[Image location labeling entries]
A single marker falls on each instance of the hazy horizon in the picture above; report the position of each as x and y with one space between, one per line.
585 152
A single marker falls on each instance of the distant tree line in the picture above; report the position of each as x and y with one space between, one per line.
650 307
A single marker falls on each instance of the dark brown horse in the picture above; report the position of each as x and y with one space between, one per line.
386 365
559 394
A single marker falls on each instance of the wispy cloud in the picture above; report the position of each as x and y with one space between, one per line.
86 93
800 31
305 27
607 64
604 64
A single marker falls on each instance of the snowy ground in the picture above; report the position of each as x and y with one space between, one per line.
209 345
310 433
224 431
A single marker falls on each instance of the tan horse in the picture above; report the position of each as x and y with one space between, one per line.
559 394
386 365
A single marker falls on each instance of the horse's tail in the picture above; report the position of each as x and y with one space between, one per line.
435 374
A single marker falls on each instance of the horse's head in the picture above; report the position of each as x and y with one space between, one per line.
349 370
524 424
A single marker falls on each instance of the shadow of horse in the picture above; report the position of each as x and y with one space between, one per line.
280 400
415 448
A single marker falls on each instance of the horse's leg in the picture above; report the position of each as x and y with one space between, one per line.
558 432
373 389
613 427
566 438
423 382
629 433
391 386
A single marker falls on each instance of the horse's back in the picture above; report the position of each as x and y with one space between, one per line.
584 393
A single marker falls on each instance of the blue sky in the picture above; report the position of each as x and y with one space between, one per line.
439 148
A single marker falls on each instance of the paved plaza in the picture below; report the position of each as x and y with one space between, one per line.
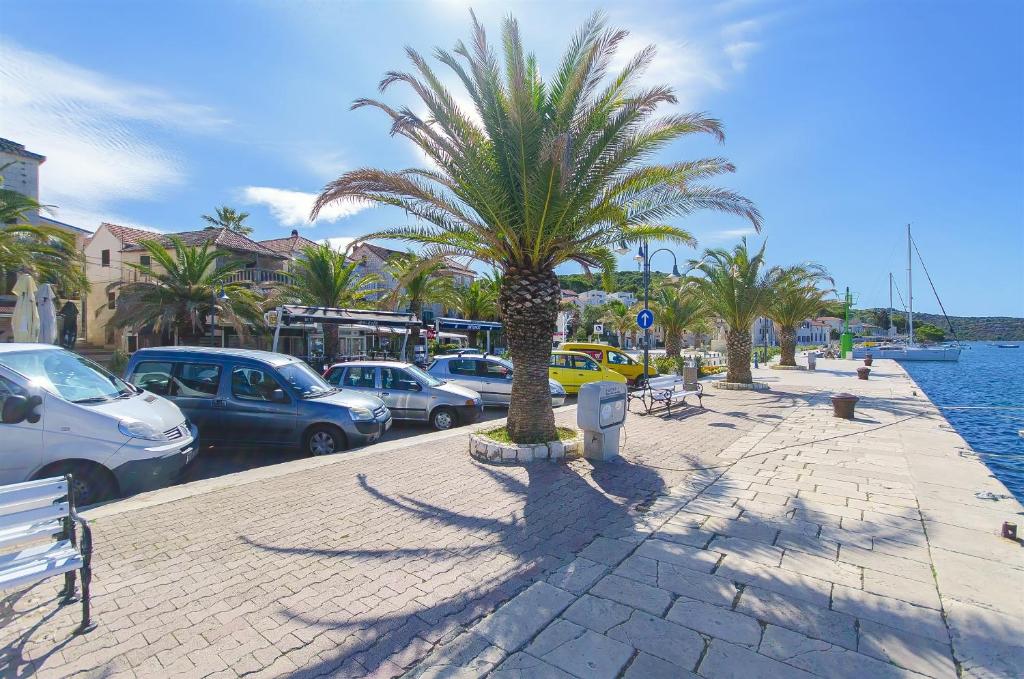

# Written instruction
Retype all of the rows above word for word, and leave the pictures out of your answer.

# Response to the task
A single marker falls on each instance of the hazy horizon in the picture above; report the position of each as x and y with one space between, one per line.
585 152
A single marker falls on each instance of the distant tree line in the picture above; report the position of each as x and y with one space between, one per line.
650 307
A single marker falls on each instance of the dark brown horse in the picture above; report the position of each as x and y with one space between, one per line.
386 365
559 394
A single marker falls on each instance of the wispy cloud in the picture above; report the position of each as x and y with one space between, one per line.
86 93
800 31
305 27
607 64
604 64
A single marker falls on each instance of the snowy ground in the picture above; report the position of each as x and y with one space between, one per line.
209 345
310 433
224 431
A single marker falls on each instance of the tan horse in the picture above; report the position of each as x and y with one space between, one per line.
559 394
386 365
A single marker falls on each instance of the horse's tail in the picture above; report the position of each as x and y with one space between, one per line.
435 374
A single marker falls on each instance of the horse's head in the picture above; report the position of each as x and y with one space between, one per line.
349 370
524 424
A single marker falls on each instance of the shadow of horse in the picture above; report the position of each as x and y with one space between, one per line.
280 400
415 448
A single marker falls on each instance of the horse's leg in the picture above; report the position of each as x and y with one space between, one per line.
558 432
373 389
613 427
566 438
423 382
629 433
391 386
A single marker falls on each instance of the horse's back in the picture above; report the position of each as x and y with one space between, one per line.
584 393
A single marker falls on each instance of the blue sky in the picture above; report the position of each as x and y with one space between, one per line.
439 148
A single marker falls on each instance of the paved plaza in the picture below; report the position of each as x and y with one space between, one per line.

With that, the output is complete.